Given instruction A:
Please summarize the statements on Scott Brown and Jeanne Shaheen in two sentences.

-- Begin Extract to read --

Scott Brown has opposed increasing the minimum wage and voted to support tax loopholes for companies that offshore American jobs. Recently, the Nashua Telegraph reported that Brown has made over a quarter million dollars as a board member of a company that touts outsourcing American jobs to China and Mexico as part of its business plan. Legal documents dated just two days before Brown entered the U.S. Senate race in New Hampshire bear his signature endorsing the company’s outsourcing strategy.

“This election, we’re going door to door because there’s a real contrast in this race between someone running for New Hampshire working families and someone who’s in this race to line his own pockets,” said Mark Mackenzie, President of the NH AFL-CIO. “While Jeanne Shaheen puts New Hampshire first, Scott Brown puts his bank account first, refusing to resign from the board of a company that offshored American jobs to increase its profits. We don’t stand for that here in New Hampshire.”

“As a former teacher herself, Jeanne Shaheen knows the importance of ensuring every child has access to an affordable, quality education,” said NH National Education Association President Scott McGilvray. “It’s an insult to working families that Scott Brown would sit on the Board of Directors of a company that sent American jobs to China and Mexico to increase its bottom line. What Scott Brown needs to understand is that the offshoring practices he endorsed don’t just hurt workers, they hurt communities and they hurt kids.”

“Senator Shaheen has shown time and time again she can reach across the aisle and get things done for the people of New Hampshire,” said Steven Burk, NH Business Agent and Political Liason for the Ironworkers. “She’s worked to create good paying jobs here in our state, including the rebuilding of the Portsmouth Memorial Bridge, which our workers were proud to be a part of. New Hampshire working people deserve a Senator who will stand up for them, fight to increase the minimum wage, and close loopholes for companies that ship jobs overseas–not one who supports special interests and lines his own pockets while claiming to represent us.”

“Jeanne Shaheen understands that investing in New Hampshire’s infrastructure not only creates good paying jobs, but also strengthens our economy in the long run,” said New Hampshire Teamsters Secretary-Treasurer David Laughton. “Scott Brown is still cashing in from his role on the board of a company that shipped American jobs overseas. While he profits, working people suffer. Here in New Hampshire, we’re not going to tolerate that kind of behavior.”

“The bottom line is Jeanne Shaheen understands that people in New Hampshire have bills to pay, kids to send to college, and food to put on the table–all while trying to save for retirement,” said Diana Lacey, SEIU 1984 President. “Scott Brown didn’t just vote for tax breaks for companies that offshore American jobs, he sits on the board of one of those companies himself.”

“Senator Shaheen supported every postal worker in New Hampshire when she personally urged members of the Appropriations Committee to protect the USPS service standards, helping to preserve a vital public service,” said Dana Coletti, New Hampshire President of the American Postal Workers Union. “Jeanne Shaheen looks out for the people of New Hampshire and has always put the families of this state first.”

-- End Extract to read --
-- Begin The records --

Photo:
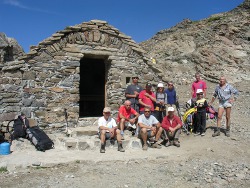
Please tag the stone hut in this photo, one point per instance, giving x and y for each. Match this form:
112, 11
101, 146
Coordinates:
79, 69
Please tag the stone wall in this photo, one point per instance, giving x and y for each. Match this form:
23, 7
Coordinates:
50, 73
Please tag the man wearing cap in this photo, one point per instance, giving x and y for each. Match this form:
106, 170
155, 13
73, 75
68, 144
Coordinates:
161, 101
172, 127
200, 115
125, 118
198, 84
147, 99
227, 95
132, 93
149, 127
108, 130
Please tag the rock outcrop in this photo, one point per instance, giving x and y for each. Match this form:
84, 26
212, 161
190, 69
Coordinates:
217, 45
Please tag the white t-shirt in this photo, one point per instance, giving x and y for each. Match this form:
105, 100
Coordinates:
110, 123
151, 120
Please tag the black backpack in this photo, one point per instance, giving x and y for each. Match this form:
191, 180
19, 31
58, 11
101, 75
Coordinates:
19, 128
39, 139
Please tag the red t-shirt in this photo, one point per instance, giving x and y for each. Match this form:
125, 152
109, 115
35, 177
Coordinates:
146, 100
126, 113
166, 122
198, 85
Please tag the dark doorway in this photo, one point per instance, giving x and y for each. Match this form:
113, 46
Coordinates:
92, 87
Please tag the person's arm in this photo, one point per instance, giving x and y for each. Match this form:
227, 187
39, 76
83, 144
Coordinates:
165, 124
143, 104
235, 93
192, 91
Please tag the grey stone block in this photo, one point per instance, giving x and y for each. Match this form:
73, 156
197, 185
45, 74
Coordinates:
83, 145
70, 145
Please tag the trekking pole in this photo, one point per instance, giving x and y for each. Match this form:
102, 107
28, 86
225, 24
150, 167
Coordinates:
66, 118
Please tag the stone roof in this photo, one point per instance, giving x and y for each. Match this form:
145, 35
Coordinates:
86, 32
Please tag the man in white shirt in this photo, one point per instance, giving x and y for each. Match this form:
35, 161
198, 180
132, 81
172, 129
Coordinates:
108, 130
149, 127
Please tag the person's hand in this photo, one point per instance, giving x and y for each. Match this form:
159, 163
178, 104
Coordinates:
171, 129
132, 121
136, 93
112, 132
153, 129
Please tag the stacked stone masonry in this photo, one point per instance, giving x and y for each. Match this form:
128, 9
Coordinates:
45, 81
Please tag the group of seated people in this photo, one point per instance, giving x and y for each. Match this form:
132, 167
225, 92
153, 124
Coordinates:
145, 112
147, 127
152, 114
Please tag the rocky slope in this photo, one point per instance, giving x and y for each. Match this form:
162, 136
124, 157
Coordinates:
217, 45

-- End The records --

Given instruction B:
In the rows, take the lines from the one holding "Please tag the rocky" through the end of the rows, inclusive, and change "Coordinates" to "Points". Return only those lines, with nothing else altered.

Complete answer A:
Scott Brown opposed raising the minimum wage, voted to support tax loopholes for companies that offshore American jobs, and has made over a quarter million dollars as a board member of a company that touts outsourcing American jobs to China and Mexico. New Hampshire union leaders contrast him with Jeanne Shaheen, saying she puts New Hampshire and its families first while he lines his own pockets.

Complete answer B:
Please tag the rocky slope in this photo, one point per instance, giving x and y for each. Match this form:
162, 136
124, 157
Points:
217, 45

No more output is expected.